> **EXERCISE OBJECTIVE**
Set it all down exactly, every record and every line.

(Data excerpts)
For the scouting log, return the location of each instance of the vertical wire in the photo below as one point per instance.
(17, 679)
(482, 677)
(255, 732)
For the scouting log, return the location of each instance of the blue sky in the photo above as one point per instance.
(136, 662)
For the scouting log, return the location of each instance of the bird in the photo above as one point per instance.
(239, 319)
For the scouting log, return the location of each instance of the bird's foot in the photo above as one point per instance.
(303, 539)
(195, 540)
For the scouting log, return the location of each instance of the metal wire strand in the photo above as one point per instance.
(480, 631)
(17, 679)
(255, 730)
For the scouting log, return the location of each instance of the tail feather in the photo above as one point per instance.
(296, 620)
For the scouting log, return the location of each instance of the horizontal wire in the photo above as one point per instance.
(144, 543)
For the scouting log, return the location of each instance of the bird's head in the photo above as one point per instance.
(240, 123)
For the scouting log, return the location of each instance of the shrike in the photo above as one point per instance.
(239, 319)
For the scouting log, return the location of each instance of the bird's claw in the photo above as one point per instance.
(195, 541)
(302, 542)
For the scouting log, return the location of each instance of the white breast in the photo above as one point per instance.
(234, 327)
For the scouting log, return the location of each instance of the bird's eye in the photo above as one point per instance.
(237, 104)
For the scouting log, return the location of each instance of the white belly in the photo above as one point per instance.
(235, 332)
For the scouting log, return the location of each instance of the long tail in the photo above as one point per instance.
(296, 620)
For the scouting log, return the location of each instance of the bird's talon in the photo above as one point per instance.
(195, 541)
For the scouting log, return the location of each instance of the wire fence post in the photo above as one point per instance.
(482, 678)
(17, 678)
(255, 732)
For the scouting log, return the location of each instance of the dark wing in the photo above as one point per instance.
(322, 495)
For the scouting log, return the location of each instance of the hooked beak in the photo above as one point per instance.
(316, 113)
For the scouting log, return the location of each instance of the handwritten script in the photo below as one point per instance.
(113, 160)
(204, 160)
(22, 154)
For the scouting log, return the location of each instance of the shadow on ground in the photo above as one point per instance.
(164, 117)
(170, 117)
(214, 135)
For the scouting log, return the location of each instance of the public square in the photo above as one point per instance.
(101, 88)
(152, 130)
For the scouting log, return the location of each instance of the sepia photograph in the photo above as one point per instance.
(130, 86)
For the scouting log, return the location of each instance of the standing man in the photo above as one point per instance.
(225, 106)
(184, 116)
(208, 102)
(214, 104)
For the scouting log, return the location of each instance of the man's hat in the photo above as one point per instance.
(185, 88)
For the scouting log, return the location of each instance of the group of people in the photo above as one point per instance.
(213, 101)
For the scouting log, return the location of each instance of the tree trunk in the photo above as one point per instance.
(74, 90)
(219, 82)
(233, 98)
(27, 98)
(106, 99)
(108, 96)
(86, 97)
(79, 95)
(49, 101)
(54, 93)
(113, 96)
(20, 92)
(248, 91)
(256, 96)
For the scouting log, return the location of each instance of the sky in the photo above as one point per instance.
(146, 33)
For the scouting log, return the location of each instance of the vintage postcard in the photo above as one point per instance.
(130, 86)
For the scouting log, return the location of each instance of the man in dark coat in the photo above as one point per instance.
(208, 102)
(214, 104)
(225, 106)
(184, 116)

> **ANSWER SPACE**
For the scouting log, return the location of each instance of the vertical wire in the photo below as one point per instance.
(17, 679)
(482, 677)
(255, 732)
For the scouting log, return the location of each instance of the blue sky in the photo above as one point per instance.
(136, 662)
For the scouting log, return the location of each instance of the bird in the photo above as one point per instance.
(239, 319)
For the scouting log, return the location of each instance of the bird's foot in the photo above as one point per instance.
(303, 539)
(195, 540)
For the scouting log, return the location of each instance of the metal wire strand in the photo above as one point per instance.
(480, 631)
(17, 679)
(255, 730)
For the scouting log, return the location of each instance of the tail feather in the photo above as one point per instance.
(296, 620)
For the scouting log, return the location of each instance of the horizontal wire in the photo above as one point per instance.
(144, 543)
For the scouting log, return the location of each instance of the bird's head in the photo above as one point per instance.
(240, 123)
For the scouting log, return the location of each instance of the shrike in the photo above as one point per instance.
(239, 319)
For the scouting log, return the location of each instance of the bird's claw in the photo above as one point per instance.
(195, 541)
(302, 542)
For the scouting log, return the location of each instance of the white breast in the photo above as one point per instance.
(234, 327)
For the scouting log, return the location of each instance of the bird's eye in the photo above as one point per instance.
(237, 104)
For the scouting log, return the location of each instance of the white belly in the photo above as one point per instance.
(235, 332)
For the scouting log, return the location of each instance of the long tail in the photo above as one point per instance.
(296, 620)
For the scouting log, return the location of each instance of the bird's talon in the photo above as one point per instance.
(195, 541)
For the scouting log, return the location of each instance of the wire fence post in the photo above as one point per instance.
(482, 678)
(17, 678)
(255, 732)
For the scouting log, return the location of each instance of the dark wing in the photo above as one point per instance.
(322, 495)
For the scouting log, return the location of each instance of the hooked beak in the photo above as one point per instance.
(316, 113)
For the scouting log, return the location of each instance of the handwritten script in the photo below as one point per instance.
(113, 160)
(204, 160)
(22, 154)
For the scouting log, return the location of each instance of the shadow on ground in the photo above as one point per instance.
(164, 117)
(170, 117)
(214, 135)
For the scouting log, return the location of each instance of the public square in the photo above as one point per instance.
(101, 88)
(152, 130)
For the scouting log, return the location of each instance of the sepia photograph in the photo above as one point per instance.
(130, 86)
For the scouting log, return the location of each instance of the standing man in the photo above as one point per instance.
(225, 106)
(184, 116)
(208, 102)
(214, 104)
For the scouting log, return the location of each instance of the man's hat in the photo above as one point per instance.
(185, 88)
For the scouting log, return the location of each instance of the group of people in the photo above as one point per instance.
(213, 101)
For the scouting log, return the location of each instance of the tree trunk in the photo above as one point per instance.
(74, 90)
(219, 82)
(233, 98)
(27, 98)
(106, 99)
(108, 96)
(86, 97)
(79, 95)
(49, 101)
(54, 93)
(113, 96)
(20, 92)
(248, 91)
(256, 96)
For the scouting log, return the location of each instance of the sky in the photo above as one point per instance.
(146, 33)
For the scouting log, return the location of each instance of the vintage postcard in the photo above as one point per instance.
(130, 86)
For the scouting log, return the location of each instance of the man in dark coat in the photo above as one point per instance.
(208, 102)
(214, 104)
(225, 106)
(184, 116)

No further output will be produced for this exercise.